▶ [Exercise passage]
_ _ _ _ _ _ _
Voice Behind BarsWillie “Pete” Williams

Willie “Pete” Williams

Willie Williams smiled but looked stunned as he emerged from Fulton County jail, more than two decades after he was jailed for a rape he did not commit.

He was the latest of around 192 people freed in the United States since 1989 because DNA tests applied to old evidence proved them not guilty, according to Eric Ferrero, communications director of the Innocence Project in New York.

“I always kept the faith …. I was (bitter) for about 10 years and then I just gave it over to the Lord,” Williams told reporters before his mother and family members whisked him away

As techniques involving DNA evidence become more sophisticated and can be applied to older and more fragile pieces of evidence, more and more convicts may get a chance to prove their innocence.

The bulk of those released to date were convicted between 1980 and 2000 and most had been serving long sentences for rape or murder, cases in which DNA evidence can be decisive.
_ _ _ _ _ _ _
▶ [Extracted data]

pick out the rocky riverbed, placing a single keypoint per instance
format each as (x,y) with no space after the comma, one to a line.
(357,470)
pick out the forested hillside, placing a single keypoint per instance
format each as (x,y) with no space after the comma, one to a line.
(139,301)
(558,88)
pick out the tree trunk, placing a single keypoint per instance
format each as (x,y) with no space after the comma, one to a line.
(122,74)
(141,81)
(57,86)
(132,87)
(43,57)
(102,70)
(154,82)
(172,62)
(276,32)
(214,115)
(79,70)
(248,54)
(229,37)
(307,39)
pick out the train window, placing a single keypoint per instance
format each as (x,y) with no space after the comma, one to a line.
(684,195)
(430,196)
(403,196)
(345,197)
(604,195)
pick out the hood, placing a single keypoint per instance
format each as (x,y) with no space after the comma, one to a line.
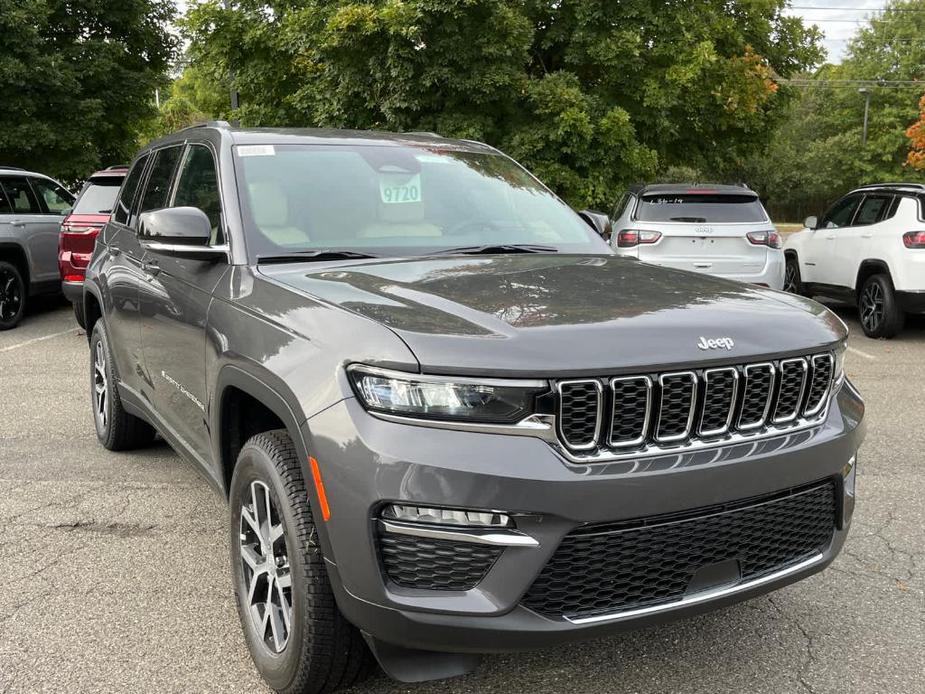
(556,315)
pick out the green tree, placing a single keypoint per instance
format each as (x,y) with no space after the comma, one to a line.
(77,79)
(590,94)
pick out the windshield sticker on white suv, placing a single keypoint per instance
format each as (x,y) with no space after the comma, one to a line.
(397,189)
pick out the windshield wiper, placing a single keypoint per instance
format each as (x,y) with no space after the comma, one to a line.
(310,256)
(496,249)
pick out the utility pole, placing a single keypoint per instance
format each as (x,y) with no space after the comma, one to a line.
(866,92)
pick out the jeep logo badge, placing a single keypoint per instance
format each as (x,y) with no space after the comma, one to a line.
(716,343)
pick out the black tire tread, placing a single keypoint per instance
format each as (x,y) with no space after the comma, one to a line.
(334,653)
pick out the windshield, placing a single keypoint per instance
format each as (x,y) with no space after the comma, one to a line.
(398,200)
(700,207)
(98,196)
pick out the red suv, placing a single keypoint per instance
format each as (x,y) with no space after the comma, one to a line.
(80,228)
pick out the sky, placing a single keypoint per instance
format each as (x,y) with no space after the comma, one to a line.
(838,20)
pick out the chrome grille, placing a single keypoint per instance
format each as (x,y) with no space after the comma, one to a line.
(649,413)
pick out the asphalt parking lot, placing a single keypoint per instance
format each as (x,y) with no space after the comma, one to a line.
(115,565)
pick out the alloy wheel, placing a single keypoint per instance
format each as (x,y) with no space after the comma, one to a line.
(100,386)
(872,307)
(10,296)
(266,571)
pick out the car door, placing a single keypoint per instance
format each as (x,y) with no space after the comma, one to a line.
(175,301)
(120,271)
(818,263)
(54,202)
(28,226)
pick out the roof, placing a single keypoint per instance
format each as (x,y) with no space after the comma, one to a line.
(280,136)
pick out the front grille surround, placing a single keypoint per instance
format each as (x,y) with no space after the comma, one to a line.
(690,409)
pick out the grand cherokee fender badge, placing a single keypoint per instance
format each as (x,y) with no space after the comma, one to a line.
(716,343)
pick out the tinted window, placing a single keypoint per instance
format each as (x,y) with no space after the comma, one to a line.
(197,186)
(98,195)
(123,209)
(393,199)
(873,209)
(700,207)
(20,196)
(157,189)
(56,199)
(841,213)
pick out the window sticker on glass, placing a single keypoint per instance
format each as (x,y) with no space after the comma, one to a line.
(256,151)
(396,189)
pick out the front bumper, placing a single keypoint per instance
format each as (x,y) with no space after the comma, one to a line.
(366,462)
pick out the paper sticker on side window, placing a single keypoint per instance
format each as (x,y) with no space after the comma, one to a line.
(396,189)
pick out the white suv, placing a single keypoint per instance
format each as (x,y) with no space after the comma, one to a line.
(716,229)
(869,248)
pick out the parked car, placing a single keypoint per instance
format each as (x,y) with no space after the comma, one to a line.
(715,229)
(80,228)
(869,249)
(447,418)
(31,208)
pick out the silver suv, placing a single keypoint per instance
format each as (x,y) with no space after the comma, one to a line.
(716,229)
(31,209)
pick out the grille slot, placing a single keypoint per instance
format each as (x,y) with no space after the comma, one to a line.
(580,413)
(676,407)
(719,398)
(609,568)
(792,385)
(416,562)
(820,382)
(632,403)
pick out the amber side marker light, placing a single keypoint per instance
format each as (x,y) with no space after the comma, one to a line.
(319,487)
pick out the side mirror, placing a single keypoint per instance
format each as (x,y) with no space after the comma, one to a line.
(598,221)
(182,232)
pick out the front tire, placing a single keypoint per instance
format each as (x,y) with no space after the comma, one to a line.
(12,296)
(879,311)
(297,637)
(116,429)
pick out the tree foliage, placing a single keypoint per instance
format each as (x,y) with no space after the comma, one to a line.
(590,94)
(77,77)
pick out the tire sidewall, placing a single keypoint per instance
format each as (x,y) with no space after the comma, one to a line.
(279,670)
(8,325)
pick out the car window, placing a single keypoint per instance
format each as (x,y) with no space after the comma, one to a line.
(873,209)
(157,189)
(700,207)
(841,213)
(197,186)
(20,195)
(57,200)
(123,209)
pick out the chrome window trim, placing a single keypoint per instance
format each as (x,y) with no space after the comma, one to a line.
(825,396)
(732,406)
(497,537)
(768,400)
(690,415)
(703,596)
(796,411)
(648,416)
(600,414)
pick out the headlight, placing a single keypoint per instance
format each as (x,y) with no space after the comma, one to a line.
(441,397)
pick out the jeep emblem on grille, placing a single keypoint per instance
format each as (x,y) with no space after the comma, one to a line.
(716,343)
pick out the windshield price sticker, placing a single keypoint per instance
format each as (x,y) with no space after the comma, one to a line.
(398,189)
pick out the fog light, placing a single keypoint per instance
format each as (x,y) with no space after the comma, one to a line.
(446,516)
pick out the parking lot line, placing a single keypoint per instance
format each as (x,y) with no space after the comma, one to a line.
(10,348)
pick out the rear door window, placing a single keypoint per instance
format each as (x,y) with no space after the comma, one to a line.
_ _ _ _ _ _ _
▶ [Work instructions]
A – Translate this sentence from the passage about Willie Williams into Spanish: "As techniques involving DNA evidence become more sophisticated and can be applied to older and more fragile pieces of evidence, more and more convicts may get a chance to prove their innocence."
B – Carry the passage about Willie Williams forward, starting after its final sentence.
The lines after the passage about Willie Williams are separate material.

▶ [Answers to the exercises]
A – A medida que las técnicas relacionadas con las pruebas de ADN se vuelven más sofisticadas y pueden aplicarse a pruebas más antiguas y frágiles, cada vez más condenados podrían tener la oportunidad de demostrar su inocencia.

B –
“They come from all walks of life. They are disproportionately people of color, particularly African American and they are often poor and couldn’t afford the best attorneys,” Ferrero said.

Around 2.2 million people are in U.S. federal, state or local prison in the United States, according to Department of Justice statistics for 2005.

An estimated 32 percent of black males will enter state or federal prison during their lifetime against 17 percent for Hispanic males and 5.9 percent for white males, according to the statistics.

Williams was 21 when he was arrested for a traffic violation in Atlanta in April 1985 shortly after two brutal rapes in a suburb north of the city and was initially charged with giving a false address.

But when one victim later identified him in a police line-up he was also charged with rape, sodomy and kidnapping.

While he was in jail awaiting trial, three more near-identical rapes were committed but the district attorney rejected suggestions by Williams’ lawyer that his client should therefore be ruled out as a suspect, said Lisa George of the Georgia Innocence Project.

Despite having an alibi for one of the crimes, he was convicted when a victim testified in court she was 120 percent he was the attacker and he was sentenced to 45 years.

CRUCIAL BREAK

The Innocence Project was set up in 1992 at the Cardozo School of Law and handles thousands of cases from prisoners who claim they were wrongly convicted, said Ferrero.

In the long run the use of DNA evidence should reduce the number of wrongful convictions in rape and murder cases, Ferrero said.

Some get the chance for DNA testing that absolves them of guilt because of an unusual sequence of events.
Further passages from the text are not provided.